__Exercise directions__
Pull out every row below that contains the string "stone", and copy each one in full. Case counts.
== Source data
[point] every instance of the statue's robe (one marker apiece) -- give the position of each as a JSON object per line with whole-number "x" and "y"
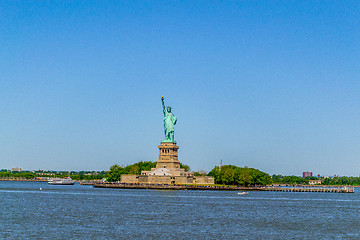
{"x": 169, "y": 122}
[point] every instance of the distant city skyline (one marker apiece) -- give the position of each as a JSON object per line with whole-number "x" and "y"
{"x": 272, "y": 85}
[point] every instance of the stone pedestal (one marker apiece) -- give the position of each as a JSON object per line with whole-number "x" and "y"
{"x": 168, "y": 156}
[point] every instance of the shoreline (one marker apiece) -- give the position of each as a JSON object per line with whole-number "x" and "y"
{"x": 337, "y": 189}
====
== Source data
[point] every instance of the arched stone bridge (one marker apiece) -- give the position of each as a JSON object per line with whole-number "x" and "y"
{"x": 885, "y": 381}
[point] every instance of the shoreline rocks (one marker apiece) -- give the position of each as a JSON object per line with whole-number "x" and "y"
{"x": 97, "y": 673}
====
__Solution__
[point] every instance of the stone pedestal (one marker apiece) -- give the position of each as a JSON object per line with whole-number "x" and "y"
[point] every instance of the arched stone bridge (one marker apiece) -- give the position of each as a JSON object per line with whole-number "x" and "y"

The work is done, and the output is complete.